- **Information**:
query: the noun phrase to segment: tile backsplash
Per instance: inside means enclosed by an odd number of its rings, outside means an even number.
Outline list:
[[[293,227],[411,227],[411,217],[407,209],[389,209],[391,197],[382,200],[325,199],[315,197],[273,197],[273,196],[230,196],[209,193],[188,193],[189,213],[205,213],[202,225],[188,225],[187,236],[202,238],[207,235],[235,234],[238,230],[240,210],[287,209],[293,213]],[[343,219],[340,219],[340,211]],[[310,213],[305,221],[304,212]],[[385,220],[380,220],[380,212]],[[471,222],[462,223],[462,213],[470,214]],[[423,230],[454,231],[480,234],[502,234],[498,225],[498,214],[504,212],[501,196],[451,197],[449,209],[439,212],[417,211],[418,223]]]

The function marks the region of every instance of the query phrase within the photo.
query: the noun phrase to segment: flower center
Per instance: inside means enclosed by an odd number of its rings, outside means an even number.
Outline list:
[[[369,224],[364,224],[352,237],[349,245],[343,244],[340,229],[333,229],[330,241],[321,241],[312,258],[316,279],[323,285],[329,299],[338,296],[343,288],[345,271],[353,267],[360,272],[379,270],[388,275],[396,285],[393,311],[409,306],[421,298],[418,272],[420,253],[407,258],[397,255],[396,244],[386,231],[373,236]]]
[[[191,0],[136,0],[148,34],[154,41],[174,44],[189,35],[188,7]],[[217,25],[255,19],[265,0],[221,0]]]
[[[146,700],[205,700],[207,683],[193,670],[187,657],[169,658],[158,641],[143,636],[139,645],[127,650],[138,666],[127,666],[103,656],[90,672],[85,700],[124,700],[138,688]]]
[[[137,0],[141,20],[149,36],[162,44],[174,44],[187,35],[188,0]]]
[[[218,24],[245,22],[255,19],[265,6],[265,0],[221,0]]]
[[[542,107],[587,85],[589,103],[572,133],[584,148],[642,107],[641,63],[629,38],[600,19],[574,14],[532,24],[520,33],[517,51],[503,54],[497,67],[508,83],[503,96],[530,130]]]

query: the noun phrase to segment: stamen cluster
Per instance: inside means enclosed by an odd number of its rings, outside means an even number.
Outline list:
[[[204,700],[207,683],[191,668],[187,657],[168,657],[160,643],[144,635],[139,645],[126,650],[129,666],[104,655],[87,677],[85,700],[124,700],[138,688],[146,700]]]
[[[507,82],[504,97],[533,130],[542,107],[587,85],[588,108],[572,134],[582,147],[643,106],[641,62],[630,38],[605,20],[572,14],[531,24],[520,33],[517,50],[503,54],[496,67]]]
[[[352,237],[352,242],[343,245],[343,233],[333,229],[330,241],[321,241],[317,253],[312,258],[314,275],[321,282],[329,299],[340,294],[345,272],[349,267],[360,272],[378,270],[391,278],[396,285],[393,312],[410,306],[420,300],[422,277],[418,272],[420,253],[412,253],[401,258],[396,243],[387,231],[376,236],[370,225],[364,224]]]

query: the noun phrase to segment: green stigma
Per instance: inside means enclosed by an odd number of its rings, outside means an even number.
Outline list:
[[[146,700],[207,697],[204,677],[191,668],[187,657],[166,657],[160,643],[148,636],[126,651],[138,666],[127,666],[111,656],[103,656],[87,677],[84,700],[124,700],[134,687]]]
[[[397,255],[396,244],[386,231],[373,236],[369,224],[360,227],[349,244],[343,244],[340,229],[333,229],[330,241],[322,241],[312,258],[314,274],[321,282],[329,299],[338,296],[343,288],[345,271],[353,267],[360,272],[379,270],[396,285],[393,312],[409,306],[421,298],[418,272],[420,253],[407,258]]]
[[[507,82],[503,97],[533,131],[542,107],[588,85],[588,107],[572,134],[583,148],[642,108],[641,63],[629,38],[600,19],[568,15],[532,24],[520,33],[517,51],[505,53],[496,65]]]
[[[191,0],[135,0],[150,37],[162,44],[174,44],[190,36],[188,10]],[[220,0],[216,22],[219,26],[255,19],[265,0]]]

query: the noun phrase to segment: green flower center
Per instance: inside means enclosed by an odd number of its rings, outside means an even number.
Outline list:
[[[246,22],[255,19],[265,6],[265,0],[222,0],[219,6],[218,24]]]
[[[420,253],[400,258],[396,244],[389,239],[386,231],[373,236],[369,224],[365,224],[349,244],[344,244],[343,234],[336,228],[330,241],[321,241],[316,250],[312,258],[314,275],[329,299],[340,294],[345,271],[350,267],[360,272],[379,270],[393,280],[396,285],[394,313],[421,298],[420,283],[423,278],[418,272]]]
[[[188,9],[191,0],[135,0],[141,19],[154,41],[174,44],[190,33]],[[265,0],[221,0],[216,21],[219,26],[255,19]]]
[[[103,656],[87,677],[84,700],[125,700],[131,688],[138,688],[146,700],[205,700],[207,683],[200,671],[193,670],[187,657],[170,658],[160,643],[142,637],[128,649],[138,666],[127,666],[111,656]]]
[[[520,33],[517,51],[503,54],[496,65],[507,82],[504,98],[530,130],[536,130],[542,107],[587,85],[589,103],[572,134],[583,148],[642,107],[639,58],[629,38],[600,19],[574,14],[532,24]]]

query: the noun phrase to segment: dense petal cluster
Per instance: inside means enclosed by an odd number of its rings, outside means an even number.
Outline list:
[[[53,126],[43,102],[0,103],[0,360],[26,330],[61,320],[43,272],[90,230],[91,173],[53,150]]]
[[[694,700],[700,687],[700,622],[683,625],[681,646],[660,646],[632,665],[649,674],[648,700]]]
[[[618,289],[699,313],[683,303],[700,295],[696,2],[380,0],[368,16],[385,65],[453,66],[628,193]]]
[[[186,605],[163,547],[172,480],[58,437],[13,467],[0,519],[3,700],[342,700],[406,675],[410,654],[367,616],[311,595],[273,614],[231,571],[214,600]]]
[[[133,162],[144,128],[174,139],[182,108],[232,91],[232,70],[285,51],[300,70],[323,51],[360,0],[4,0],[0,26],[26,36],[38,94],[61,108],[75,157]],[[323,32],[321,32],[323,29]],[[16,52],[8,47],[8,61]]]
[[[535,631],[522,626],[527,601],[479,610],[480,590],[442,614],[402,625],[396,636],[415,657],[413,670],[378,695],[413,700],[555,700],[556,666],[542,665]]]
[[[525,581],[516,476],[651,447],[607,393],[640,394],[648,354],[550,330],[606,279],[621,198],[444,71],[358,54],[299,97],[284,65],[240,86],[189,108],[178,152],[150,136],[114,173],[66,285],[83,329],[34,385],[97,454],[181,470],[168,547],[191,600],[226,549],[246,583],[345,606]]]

- **What you need to do**:
In the records above, how many lines hold the string "phrase"? Only the number should be given.

- **Reply**:
7